__Action item__
Pull every line that holds the word "face" from the entries.

Start of Extracted data

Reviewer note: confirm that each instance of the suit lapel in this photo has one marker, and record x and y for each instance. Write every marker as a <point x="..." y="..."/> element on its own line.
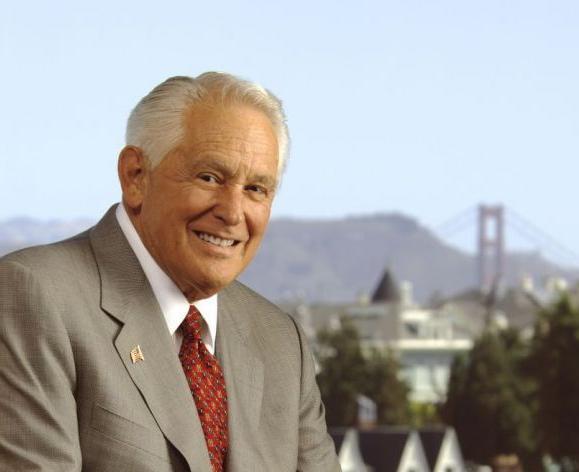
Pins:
<point x="126" y="295"/>
<point x="244" y="376"/>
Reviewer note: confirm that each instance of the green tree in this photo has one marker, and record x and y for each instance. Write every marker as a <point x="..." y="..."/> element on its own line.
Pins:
<point x="383" y="385"/>
<point x="489" y="400"/>
<point x="555" y="365"/>
<point x="342" y="373"/>
<point x="345" y="373"/>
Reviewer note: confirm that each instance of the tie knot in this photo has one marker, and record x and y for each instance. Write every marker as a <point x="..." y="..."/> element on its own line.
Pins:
<point x="191" y="326"/>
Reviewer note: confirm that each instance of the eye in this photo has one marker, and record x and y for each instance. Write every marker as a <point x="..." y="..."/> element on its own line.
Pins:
<point x="209" y="178"/>
<point x="257" y="191"/>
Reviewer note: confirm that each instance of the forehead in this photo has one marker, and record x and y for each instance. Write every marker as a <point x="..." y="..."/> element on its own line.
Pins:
<point x="239" y="128"/>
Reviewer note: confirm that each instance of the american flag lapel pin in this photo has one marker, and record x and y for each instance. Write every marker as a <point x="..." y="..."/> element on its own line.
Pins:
<point x="137" y="354"/>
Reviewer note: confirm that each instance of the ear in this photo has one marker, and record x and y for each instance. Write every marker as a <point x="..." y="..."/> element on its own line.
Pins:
<point x="133" y="171"/>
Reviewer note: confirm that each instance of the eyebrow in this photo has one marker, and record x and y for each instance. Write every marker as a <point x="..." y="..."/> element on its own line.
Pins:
<point x="220" y="166"/>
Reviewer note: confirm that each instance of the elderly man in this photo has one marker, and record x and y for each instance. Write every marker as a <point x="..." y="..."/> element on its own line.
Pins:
<point x="131" y="347"/>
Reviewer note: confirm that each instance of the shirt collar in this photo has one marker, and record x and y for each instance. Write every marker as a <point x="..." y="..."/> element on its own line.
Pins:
<point x="174" y="305"/>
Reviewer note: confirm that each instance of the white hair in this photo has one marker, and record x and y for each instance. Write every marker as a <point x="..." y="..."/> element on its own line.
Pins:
<point x="156" y="125"/>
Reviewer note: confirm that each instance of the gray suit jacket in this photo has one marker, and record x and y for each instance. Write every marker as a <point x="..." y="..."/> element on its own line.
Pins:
<point x="71" y="398"/>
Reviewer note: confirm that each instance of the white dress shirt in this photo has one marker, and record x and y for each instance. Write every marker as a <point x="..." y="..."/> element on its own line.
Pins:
<point x="173" y="303"/>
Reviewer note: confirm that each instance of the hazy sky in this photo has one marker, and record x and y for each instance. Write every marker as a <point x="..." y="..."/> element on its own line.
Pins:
<point x="421" y="107"/>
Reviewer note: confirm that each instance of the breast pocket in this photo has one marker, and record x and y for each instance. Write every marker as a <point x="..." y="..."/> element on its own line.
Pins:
<point x="123" y="431"/>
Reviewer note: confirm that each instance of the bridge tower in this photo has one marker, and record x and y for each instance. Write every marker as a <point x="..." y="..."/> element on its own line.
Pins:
<point x="491" y="246"/>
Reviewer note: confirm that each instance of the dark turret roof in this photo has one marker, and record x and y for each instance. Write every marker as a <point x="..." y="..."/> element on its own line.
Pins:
<point x="386" y="290"/>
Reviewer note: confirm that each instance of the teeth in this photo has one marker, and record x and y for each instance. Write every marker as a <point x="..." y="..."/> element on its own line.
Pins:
<point x="215" y="240"/>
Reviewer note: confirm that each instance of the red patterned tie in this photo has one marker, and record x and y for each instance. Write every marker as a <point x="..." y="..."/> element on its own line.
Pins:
<point x="207" y="386"/>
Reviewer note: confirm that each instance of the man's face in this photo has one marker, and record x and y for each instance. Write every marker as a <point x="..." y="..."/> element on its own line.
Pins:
<point x="204" y="209"/>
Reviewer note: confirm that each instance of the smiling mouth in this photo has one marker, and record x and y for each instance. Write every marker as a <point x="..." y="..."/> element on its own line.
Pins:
<point x="215" y="240"/>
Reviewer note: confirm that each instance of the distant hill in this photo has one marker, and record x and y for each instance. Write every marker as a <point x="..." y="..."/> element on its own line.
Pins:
<point x="335" y="260"/>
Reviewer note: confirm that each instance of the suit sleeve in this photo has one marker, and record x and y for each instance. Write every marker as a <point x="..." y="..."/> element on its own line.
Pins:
<point x="38" y="422"/>
<point x="317" y="452"/>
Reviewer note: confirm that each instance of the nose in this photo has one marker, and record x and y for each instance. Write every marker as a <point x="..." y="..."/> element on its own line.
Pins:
<point x="229" y="207"/>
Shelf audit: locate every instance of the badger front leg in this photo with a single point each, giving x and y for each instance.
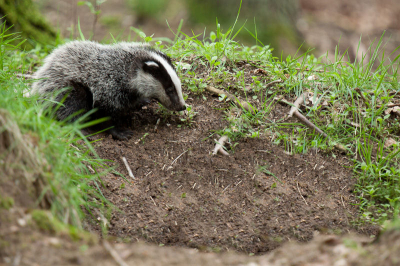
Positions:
(114, 105)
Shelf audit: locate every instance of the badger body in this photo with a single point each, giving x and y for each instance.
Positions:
(114, 79)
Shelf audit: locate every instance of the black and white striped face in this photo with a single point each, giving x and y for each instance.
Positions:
(158, 80)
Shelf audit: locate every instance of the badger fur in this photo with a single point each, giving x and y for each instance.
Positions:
(114, 79)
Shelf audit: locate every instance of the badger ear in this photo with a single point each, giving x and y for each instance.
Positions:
(151, 65)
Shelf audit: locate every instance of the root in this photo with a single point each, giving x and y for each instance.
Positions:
(219, 147)
(128, 168)
(295, 112)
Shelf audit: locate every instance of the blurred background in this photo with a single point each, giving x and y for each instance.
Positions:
(285, 25)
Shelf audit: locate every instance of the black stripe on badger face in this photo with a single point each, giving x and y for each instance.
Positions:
(158, 71)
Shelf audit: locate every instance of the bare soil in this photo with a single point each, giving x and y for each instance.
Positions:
(184, 196)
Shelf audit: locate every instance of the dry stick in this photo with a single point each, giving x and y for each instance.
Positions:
(158, 122)
(216, 91)
(274, 82)
(114, 254)
(178, 157)
(294, 111)
(300, 193)
(308, 70)
(219, 147)
(362, 96)
(127, 167)
(26, 76)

End of Extracted data

__Answer space__
Reviewer note: confirm that each instance of the man's face in this photo has one marker, and record x and y for each instance. Write every marker as a <point x="..." y="..."/> element on its own line.
Shelf audit: locate every instance of the black and white striped face in this photo with a single point each, giving x and y for each instance.
Shelf audit: locate every instance of the black stripe on badger face in this photo with a single point each, giving x and y for each instance.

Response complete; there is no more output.